(Text to read):
------------------------------------------------------------
The real issue? Your infrastructure depends on institutional knowledge, manual intervention, and constant availability that can't scale when people take time off.

When your monitoring alerts route to one person's inbox and they're in the mountains with spotty WiFi, it’s not a vacation scheduling problem.  You have an infrastructure problem.


The Four Coverage Gaps That Surface Every July

 

1. Knowledge Gaps: "Only Sarah Knows How to Fix This"

You discover that the workaround for the payroll system lives entirely in one person's head. The undocumented PowerShell script that runs every Monday morning? Only one person knows where it is or how to troubleshoot it when it fails.

We all have a “Sarah,” and appreciate how well things just run when she’s around.  But when she’s away, this gap isn't a documentation problem. It's an infrastructure design problem. When critical systems require tribal knowledge to operate, you don’t have a system.  You have a dependency.
------------------------------------------------------------
(Object pointing dataset rows):
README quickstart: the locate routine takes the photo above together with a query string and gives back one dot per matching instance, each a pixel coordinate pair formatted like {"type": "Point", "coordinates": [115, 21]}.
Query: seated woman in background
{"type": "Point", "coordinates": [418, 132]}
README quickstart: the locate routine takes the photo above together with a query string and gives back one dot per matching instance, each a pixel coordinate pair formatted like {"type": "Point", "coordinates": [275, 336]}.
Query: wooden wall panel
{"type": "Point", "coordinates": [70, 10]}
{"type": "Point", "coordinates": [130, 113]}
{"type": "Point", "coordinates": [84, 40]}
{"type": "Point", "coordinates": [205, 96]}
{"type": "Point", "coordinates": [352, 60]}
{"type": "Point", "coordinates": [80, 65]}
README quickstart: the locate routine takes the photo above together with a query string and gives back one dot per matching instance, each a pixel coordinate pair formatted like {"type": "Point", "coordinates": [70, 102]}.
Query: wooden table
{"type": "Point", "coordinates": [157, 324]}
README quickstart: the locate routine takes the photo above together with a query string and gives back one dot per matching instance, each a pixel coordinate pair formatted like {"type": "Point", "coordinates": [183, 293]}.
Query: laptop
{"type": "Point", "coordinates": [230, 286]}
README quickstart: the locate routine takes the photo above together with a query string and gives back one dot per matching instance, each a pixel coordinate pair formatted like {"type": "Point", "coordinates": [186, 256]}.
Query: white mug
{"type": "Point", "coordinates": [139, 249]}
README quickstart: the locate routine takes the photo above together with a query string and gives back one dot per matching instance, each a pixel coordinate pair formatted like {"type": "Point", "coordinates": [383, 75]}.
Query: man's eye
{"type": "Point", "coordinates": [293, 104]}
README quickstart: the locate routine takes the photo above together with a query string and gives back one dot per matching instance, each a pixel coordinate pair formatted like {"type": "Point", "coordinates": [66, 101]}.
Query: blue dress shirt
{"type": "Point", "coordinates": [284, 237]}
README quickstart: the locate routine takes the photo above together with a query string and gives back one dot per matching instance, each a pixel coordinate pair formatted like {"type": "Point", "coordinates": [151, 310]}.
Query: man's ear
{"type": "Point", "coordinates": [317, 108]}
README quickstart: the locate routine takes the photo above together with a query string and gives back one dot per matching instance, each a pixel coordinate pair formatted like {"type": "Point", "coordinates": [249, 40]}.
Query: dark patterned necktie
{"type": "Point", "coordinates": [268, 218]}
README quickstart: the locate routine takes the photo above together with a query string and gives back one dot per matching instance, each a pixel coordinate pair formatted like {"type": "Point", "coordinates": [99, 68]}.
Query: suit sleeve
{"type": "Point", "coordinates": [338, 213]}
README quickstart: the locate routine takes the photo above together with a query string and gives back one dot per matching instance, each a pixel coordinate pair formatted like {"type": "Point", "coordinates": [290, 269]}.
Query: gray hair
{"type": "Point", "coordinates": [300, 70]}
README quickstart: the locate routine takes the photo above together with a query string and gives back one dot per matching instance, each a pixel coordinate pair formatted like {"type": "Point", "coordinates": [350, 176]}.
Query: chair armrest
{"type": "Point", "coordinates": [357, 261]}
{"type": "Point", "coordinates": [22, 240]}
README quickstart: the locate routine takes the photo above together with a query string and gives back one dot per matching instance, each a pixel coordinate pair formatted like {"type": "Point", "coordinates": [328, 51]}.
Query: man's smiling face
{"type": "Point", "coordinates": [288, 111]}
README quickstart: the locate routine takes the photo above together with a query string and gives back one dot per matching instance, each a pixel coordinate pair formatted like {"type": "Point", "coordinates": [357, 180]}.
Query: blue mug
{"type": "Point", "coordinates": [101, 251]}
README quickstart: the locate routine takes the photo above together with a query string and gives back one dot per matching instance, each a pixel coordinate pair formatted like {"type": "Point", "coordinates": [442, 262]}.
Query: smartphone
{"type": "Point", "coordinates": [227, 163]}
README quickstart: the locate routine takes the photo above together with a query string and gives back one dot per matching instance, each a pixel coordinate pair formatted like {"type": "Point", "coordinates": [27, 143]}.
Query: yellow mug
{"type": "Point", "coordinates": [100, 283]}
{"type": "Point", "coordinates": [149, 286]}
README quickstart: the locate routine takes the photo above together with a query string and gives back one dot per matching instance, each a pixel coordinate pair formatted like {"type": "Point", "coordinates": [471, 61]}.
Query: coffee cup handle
------------------------------------------------------------
(Objective):
Translate this sentence from the passage on coverage gaps into Spanish: "When critical systems require tribal knowledge to operate, you don’t have a system." The rows aren't needed for anything here.

(Written reply):
Cuando los sistemas críticos requieren conocimiento tribal para funcionar, no tienes un sistema.